■ **Task to carry out**
An exact reproduction of all the entries is the expected answer.

■ **Collected data**

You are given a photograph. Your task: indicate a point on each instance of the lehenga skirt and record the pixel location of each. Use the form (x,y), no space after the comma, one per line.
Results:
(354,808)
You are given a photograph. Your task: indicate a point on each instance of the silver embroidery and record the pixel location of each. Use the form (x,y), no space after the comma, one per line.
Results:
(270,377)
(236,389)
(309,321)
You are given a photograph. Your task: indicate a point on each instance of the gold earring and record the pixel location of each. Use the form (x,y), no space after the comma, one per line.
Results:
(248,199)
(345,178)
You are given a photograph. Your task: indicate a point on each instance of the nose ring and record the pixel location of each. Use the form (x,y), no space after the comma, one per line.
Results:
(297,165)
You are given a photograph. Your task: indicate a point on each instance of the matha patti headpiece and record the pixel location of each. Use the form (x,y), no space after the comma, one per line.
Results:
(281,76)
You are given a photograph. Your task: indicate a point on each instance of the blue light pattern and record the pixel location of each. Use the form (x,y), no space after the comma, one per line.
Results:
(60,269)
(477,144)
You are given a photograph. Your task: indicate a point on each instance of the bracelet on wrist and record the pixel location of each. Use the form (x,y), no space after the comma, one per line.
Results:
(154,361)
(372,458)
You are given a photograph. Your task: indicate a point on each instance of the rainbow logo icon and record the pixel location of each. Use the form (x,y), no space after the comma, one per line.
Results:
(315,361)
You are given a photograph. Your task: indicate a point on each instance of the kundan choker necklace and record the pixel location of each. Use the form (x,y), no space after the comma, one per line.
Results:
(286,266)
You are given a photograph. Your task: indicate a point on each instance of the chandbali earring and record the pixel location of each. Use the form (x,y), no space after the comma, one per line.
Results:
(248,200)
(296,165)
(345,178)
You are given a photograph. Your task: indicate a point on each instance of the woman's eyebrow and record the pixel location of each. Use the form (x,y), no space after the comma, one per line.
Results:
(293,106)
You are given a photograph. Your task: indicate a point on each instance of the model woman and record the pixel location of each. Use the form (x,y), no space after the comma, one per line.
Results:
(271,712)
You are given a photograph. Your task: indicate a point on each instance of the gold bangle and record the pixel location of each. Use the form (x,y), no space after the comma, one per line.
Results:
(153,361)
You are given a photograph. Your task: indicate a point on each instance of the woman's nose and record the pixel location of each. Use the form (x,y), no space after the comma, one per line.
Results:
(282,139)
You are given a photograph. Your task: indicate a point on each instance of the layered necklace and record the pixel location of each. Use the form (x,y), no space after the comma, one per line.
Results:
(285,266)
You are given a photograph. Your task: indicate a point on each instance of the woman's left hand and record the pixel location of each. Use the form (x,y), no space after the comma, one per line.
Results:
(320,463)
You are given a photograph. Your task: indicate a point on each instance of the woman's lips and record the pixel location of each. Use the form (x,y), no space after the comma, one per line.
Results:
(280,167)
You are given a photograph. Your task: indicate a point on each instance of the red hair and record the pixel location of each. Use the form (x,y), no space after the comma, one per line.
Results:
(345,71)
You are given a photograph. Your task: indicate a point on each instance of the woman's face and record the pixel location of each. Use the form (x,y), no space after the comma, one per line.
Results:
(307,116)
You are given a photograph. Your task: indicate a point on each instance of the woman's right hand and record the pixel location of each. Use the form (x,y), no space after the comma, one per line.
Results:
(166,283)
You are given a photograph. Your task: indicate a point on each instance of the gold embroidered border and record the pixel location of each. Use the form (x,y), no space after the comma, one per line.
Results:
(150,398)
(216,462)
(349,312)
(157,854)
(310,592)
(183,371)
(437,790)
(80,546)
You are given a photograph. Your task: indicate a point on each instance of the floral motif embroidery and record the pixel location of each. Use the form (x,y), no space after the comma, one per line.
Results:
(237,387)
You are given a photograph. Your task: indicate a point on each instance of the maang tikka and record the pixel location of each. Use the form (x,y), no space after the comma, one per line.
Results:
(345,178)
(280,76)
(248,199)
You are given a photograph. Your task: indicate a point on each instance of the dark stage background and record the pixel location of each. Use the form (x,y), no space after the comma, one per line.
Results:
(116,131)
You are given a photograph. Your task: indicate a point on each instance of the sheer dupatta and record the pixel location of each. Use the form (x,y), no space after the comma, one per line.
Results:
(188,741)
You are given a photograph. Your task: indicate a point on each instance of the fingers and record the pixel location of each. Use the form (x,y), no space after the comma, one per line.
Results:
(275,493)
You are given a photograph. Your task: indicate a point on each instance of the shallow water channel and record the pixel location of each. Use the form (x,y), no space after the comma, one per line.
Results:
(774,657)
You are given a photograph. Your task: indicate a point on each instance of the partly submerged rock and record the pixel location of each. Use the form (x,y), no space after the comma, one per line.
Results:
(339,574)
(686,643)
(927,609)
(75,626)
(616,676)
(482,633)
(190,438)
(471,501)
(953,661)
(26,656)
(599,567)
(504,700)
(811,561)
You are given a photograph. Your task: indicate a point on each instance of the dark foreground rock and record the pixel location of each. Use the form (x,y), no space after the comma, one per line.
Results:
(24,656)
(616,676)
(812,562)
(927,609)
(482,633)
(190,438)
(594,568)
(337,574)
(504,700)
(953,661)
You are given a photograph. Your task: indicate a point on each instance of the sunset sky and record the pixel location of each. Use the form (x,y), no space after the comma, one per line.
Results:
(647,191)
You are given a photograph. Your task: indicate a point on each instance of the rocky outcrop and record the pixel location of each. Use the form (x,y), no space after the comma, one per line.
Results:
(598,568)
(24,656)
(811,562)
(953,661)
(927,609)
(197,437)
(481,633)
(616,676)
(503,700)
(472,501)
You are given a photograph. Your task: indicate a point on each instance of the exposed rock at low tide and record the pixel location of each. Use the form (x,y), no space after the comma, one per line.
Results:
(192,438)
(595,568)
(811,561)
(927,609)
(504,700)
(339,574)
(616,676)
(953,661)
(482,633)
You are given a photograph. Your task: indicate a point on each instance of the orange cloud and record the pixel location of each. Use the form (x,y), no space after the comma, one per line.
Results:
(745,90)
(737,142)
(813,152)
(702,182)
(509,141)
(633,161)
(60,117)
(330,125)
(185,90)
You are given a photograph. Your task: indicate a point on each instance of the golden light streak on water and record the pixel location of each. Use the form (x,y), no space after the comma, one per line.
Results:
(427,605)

■ **Exercise result**
You are given a photograph. Your task: indicate a point on each instance of the lehenga skirt and record the pixel location of each. Use the form (x,y), no space after the comma, one per line.
Results:
(354,808)
You are given a photograph. Your task: indicate a point on each instance of the silver embroidery and record the pixel location of each. Use the form (x,y), no space after the comma, one per line.
Results:
(270,377)
(236,389)
(309,321)
You are given a photograph. Your task: indicate a point on each instance of the gold earring and record the pixel location of each. Use the form (x,y), no space after the comma, one per line.
Results:
(248,199)
(345,178)
You are given a photograph. Your task: indicate a point on each instance of the nose ring and record the pixel location of each. Use the form (x,y), no space after the comma, one per line.
Results:
(297,165)
You are given a photograph. Your task: indicate a point on each instance of the matha patti headpiece and record the pixel location of each. Use the form (x,y), no space after the comma, one per line.
Results:
(281,76)
You are given a photograph. Your task: indicate a point on each instance of the blue light pattern and record the pixel location of each. Use the form (x,y), no space after the comma, one per line.
Results:
(60,269)
(477,144)
You are given a photograph. Your task: indicate a point on each instance of the bracelet on wrist and record the pixel location of each. Use the form (x,y), no space after the comma, one per line.
Results:
(154,361)
(372,458)
You are given a photograph. Your task: indicate a point on each instance of the rainbow logo icon and record the pixel location of each. Use the form (x,y), no space after the comma, one per line.
Results:
(315,361)
You are given a photograph. Your task: indicate a point on each instance of the kundan choker necklace and record the pixel location of each. Use the form (x,y), no space after the comma, one per line.
Results:
(286,266)
You are given a photograph. Your task: indicate a point on each instance of the chandbali earring and record the pixel location of each. Use the form (x,y), no space after the comma, one per line.
Results:
(248,200)
(296,165)
(345,178)
You are given a photograph. Your task: indicate a point on each instance of the woman's eyebrow and record the pixel location of each. Use the form (x,y), no space after the comma, one per line.
Results:
(293,106)
You are given a photograph. Your task: indicate a point on each instance of the model woman and record the pixel location of each. Use the form (x,y), no space after the comma, one per line.
Results:
(271,712)
You are given a photograph. Your task: indicate a point on each instance of the gold bangle and record the pixel location of each. Use the form (x,y), no space after the comma, one per line.
Results:
(153,361)
You are given a photograph. Your task: indicate a point on each instance of the woman's nose and record the pixel location of each. Use the form (x,y), no space after the comma, one per line.
Results:
(282,139)
You are given a photograph. Your task: indicate a point on each instance of the layered necklace and record the pixel location of each. Use the form (x,y), no space after the comma, one per line.
Results:
(285,266)
You are given a photograph. Your task: indicate a point on each instance of the woman's left hand and record the pixel location of each. Use the form (x,y), no space after the comma, one per line.
Results:
(320,463)
You are given a photograph. Your task: indicate a point on each instance of the woman's lips and record the pixel location of each. Use the form (x,y), no space after the comma, one per line.
Results:
(280,167)
You are given a photograph. Your task: indicate a point on each instance of the red hair and record the pixel location of each. Use the form (x,y), no space after the comma, one per line.
Results:
(345,71)
You are given a photograph. Your task: indicate a point on each instance of the woman's face and record the pixel location of each. Use the form (x,y), no space after the comma, one per line.
Results:
(307,116)
You are given a photograph. Your task: indicate a point on each instance of the woman's right hand and record the pixel location of each. Use the form (x,y), no space after the comma, one per line.
Results:
(166,283)
You are given a photograph. Your task: indicate a point on each instance of the gold embroidered border and record the pixel location of each. Use the form (x,y), no space after the comma, one per line.
Results:
(150,398)
(216,462)
(349,312)
(157,854)
(310,592)
(183,371)
(437,790)
(80,546)
You are given a photograph. Your task: indicate a point on each instance of the floral motif embroidery and record the pixel location of each. Use the form (x,y), no space after the comma, one per line.
Results:
(237,387)
You are given a photograph. Your task: indicate a point on each instance of the maang tikka and record the pixel location of each. Use the form (x,y), no space after the comma, one per line.
Results:
(345,178)
(280,76)
(248,199)
You are given a photograph. Your task: indicate a point on each instance of the dark stage background and record the pixel location of each. Use the form (x,y), no space after the comma, one per line.
Results:
(116,131)
You are given a photograph. Your task: indicate a point on each instance of the sheer dupatta and record the pixel location of each. Use the form (x,y), no space after the comma, one per line.
Results:
(188,741)
You are given a photograph. Your task: indicate a point on each instance of the fingers and record the pixel location of each. Use the form (x,y), no space after the comma, one per line.
Results:
(275,493)
You are given a photograph. Your task: indicate a point on each instance of the shallow water channel and record the pixel location of each. Use the form (x,y), no space after the comma, one per line.
Results:
(774,657)
You are given a photograph. Your task: indicate a point on each instance of the partly submerged rock and record the pixel location of each. Use the form (x,y), no space after the comma, one per line.
Results:
(339,574)
(686,643)
(927,609)
(75,626)
(616,676)
(482,633)
(190,438)
(471,501)
(953,661)
(26,656)
(599,567)
(504,700)
(811,561)
You are given a photograph. Your task: indicate a point on each instance of the dark foreground rock and record the pixel location of each. Use the form (x,y), no space after the comma, one per line.
Results:
(24,656)
(616,676)
(812,562)
(927,609)
(482,633)
(190,438)
(594,568)
(337,574)
(504,700)
(953,661)
You are given a photograph. Your task: indicate a point on each instance of the sunset sky and record the pixel location of each. Use the form (x,y), no space after the comma, one per line.
Results:
(647,191)
You are given a photograph. Your task: indicate a point on each instance of the rocky outcrop and record the pixel location of each. Use the form (x,y), no space after the comma, one per line.
Results:
(598,568)
(24,656)
(811,562)
(953,661)
(927,609)
(197,437)
(481,633)
(616,676)
(503,700)
(472,501)
You are given a photograph. Your task: indicate a point on each instance of the exposed rock at low tide and record the pixel location of each. Use the form (x,y), no space after the comma, one per line.
Results:
(192,438)
(595,568)
(811,561)
(927,609)
(504,700)
(339,574)
(616,676)
(953,661)
(482,633)
You are given a photograph. Your task: indicate a point on each instance of the orange cloud and record the pixel location of each. Use the form (x,y), no space after the comma, one per line.
Results:
(745,90)
(737,142)
(813,152)
(702,182)
(509,141)
(633,161)
(60,117)
(330,125)
(185,90)
You are given a photograph. Your task: indicate a point on each instance of the golden light streak on water and record the pixel location of each. Use the form (x,y), no space after the comma, one per line.
Results:
(427,605)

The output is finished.